- **THE RECORDS**

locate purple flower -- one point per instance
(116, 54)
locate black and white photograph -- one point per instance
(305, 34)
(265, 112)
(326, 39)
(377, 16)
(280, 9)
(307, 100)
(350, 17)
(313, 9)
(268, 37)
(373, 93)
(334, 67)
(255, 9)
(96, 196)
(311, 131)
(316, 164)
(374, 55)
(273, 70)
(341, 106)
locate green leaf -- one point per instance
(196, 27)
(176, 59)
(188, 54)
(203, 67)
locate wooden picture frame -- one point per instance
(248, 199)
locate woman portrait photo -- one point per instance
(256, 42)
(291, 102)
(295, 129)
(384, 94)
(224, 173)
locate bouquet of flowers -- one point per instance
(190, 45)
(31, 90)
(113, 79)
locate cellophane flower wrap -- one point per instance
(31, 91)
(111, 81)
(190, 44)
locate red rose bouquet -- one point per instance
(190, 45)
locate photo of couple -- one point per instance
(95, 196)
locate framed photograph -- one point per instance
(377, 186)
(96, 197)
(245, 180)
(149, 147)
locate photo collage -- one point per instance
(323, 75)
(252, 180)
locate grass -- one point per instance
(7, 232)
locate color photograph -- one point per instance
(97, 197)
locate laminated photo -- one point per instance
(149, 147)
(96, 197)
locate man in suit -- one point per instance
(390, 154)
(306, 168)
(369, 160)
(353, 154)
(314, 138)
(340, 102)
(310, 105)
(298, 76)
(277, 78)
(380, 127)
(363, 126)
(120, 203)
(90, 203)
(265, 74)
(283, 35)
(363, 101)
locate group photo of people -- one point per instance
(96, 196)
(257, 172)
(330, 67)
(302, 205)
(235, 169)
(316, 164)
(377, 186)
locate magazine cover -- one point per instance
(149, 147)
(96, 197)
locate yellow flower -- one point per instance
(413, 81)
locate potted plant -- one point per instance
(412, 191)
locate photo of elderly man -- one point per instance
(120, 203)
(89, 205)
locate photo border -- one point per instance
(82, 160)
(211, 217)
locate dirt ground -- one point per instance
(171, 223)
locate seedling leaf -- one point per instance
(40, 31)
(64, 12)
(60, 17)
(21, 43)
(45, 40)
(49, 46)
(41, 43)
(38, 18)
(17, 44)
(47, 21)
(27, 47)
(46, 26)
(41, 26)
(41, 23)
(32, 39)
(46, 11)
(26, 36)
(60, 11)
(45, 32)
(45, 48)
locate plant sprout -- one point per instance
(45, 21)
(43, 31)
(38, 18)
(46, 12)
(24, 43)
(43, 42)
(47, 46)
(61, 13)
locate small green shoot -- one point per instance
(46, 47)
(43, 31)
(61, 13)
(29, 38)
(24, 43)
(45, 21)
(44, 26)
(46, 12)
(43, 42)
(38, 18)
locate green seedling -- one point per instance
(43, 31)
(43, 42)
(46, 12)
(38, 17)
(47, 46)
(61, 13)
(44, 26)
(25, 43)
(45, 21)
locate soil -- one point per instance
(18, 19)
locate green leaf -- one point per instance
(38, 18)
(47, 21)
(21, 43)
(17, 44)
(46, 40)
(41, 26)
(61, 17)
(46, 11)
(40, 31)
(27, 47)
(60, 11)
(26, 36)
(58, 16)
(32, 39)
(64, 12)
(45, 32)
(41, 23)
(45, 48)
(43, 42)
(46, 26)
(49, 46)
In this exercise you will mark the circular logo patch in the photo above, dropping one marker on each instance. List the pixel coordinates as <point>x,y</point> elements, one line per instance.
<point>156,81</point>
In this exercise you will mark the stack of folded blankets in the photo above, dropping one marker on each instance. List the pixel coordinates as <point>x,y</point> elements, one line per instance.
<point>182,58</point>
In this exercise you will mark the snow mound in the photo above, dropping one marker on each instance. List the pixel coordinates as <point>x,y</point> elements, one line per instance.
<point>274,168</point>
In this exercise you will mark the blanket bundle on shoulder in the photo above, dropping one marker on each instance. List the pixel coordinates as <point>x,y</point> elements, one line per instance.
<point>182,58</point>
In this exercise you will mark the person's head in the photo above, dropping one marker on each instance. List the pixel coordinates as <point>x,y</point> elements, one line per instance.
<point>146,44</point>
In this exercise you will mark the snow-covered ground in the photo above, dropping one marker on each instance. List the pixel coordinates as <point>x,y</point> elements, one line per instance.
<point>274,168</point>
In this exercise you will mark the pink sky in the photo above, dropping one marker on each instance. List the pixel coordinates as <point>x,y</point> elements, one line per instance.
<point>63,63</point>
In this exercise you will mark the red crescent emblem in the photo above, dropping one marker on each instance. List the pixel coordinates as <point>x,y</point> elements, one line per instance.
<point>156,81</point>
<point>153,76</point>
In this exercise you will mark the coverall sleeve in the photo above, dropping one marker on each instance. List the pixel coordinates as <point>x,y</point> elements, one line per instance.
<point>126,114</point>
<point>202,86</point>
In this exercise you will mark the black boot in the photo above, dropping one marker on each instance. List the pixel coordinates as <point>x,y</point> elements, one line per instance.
* * *
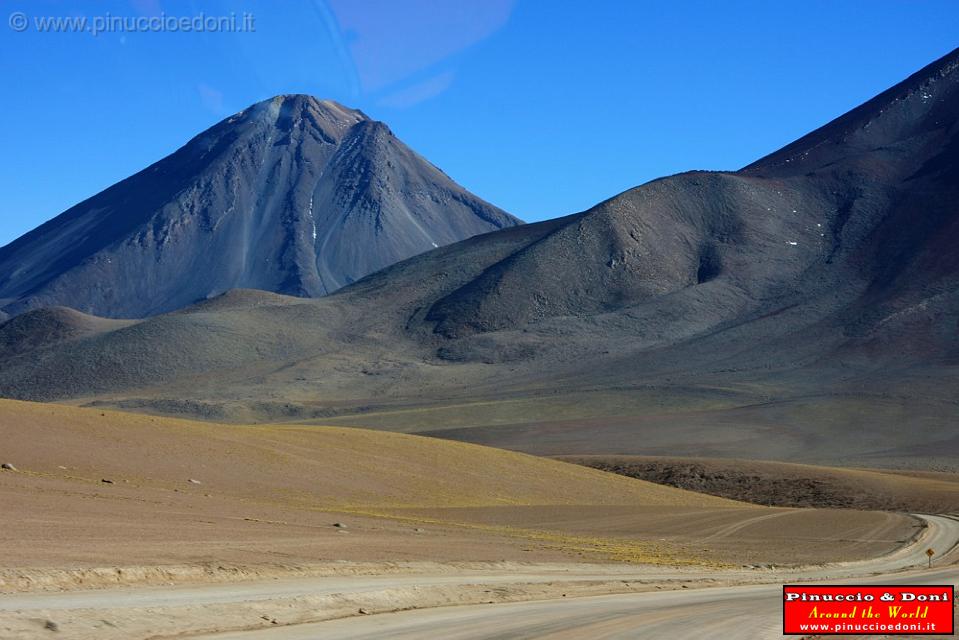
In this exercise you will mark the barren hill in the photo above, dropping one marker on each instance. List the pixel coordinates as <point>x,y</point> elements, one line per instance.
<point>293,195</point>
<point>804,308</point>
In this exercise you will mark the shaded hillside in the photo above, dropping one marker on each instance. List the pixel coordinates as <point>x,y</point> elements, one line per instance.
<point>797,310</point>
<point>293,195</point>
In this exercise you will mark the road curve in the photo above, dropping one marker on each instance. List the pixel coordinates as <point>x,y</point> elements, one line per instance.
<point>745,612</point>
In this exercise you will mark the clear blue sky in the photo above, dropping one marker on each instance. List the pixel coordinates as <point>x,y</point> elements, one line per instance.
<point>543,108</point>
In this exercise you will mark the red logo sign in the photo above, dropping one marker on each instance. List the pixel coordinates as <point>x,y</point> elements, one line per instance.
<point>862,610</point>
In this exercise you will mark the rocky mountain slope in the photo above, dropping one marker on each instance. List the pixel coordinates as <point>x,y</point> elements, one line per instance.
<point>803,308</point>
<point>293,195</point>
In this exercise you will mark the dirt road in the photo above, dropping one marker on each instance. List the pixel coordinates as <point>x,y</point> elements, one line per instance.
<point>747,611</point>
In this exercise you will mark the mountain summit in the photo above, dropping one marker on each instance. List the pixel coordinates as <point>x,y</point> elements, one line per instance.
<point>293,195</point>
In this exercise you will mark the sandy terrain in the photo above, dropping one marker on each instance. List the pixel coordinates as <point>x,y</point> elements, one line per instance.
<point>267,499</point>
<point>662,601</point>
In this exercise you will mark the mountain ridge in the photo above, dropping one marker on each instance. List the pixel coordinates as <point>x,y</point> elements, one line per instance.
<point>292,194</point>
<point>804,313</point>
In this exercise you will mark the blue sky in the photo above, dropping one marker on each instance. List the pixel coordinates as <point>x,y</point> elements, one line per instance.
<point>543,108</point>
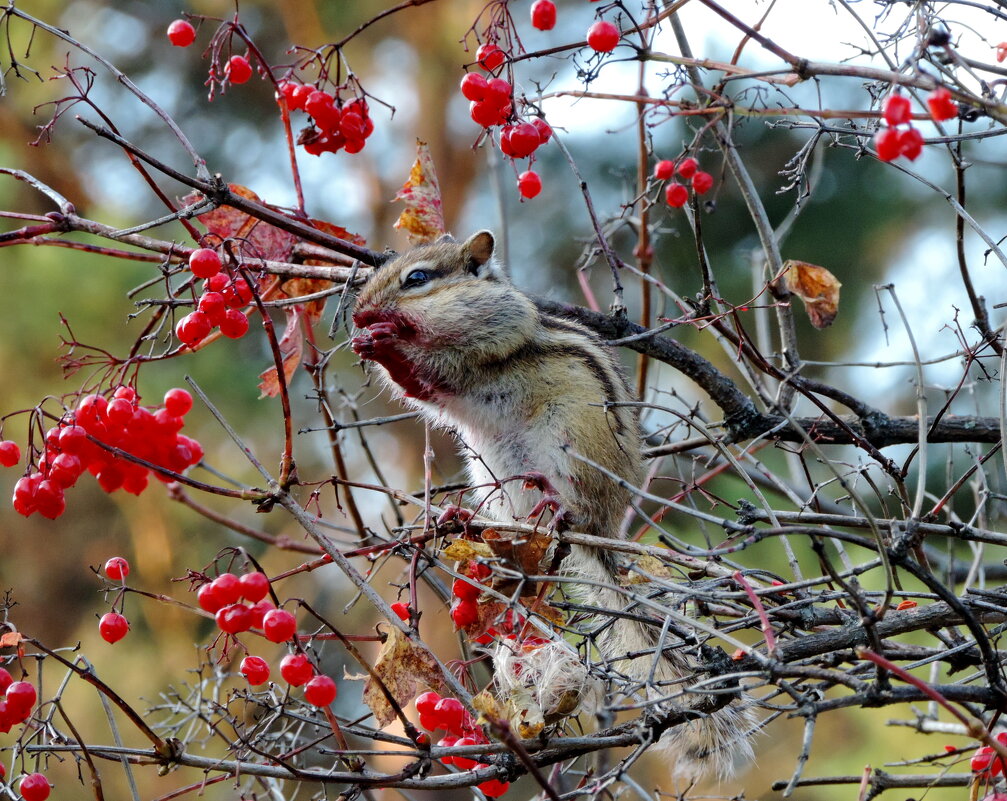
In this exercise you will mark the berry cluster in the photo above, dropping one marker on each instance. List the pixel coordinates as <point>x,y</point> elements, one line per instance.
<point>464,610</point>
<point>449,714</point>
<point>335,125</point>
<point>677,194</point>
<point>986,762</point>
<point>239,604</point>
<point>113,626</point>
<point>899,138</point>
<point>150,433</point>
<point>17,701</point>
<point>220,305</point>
--
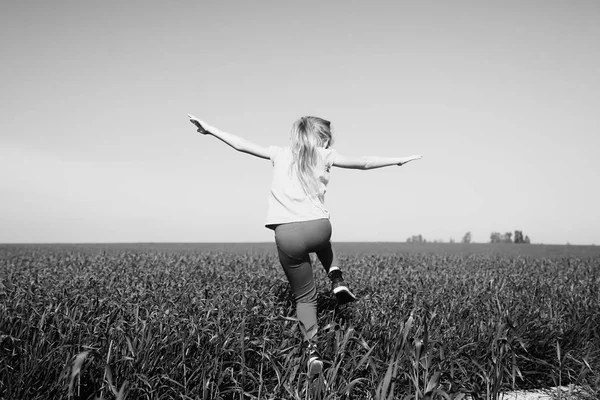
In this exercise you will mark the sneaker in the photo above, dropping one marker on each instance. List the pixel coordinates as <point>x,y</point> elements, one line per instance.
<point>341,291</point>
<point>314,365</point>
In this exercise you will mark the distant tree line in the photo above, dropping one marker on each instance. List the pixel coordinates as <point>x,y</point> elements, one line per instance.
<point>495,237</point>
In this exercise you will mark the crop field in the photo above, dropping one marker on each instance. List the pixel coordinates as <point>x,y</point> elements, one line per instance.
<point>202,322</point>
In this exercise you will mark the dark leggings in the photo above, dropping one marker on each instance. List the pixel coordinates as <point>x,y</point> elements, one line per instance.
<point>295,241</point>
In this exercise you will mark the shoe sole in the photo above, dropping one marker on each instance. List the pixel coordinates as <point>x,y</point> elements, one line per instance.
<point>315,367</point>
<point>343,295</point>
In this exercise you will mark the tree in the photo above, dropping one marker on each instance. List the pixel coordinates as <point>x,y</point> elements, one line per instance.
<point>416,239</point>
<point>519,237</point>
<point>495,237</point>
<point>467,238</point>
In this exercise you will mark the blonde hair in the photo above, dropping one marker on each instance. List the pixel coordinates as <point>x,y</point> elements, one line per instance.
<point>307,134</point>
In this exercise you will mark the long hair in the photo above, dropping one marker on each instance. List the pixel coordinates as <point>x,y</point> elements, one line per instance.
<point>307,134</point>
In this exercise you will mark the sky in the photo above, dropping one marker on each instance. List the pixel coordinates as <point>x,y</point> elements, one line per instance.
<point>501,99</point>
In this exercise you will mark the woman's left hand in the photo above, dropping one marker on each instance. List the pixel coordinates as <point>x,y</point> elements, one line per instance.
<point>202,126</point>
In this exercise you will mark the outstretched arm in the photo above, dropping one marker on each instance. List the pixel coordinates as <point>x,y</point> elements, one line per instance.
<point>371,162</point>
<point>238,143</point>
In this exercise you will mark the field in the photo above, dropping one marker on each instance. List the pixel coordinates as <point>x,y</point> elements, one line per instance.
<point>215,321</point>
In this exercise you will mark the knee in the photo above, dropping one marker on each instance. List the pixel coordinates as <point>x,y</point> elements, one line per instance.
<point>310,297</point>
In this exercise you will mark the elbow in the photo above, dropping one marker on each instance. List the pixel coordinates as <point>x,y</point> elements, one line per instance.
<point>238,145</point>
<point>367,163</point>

- **YOUR GOAL**
Could you repeat the listing from the line with "In this exercise you will mark the sky" up to and including the line with "<point>238,143</point>", renaming "outstretched arm" to "extended arm" and leaving everything else unchanged?

- **WORKED SOLUTION**
In this exercise you will mark the sky in the photo above, dropping one marker on each instance. List the pixel coordinates as <point>x,y</point> elements, one line per instance.
<point>501,99</point>
In this exercise you will mark the woman's left hand in the photo above, dropping one marker on each instance. List the pixel coordinates as <point>x,y</point> elements, one line per instance.
<point>202,126</point>
In this exercise you will mark the extended arm in the photo above, dropping one marker on each instance. List the pixel coordinates as <point>x,y</point> elements, one line per instance.
<point>371,162</point>
<point>238,143</point>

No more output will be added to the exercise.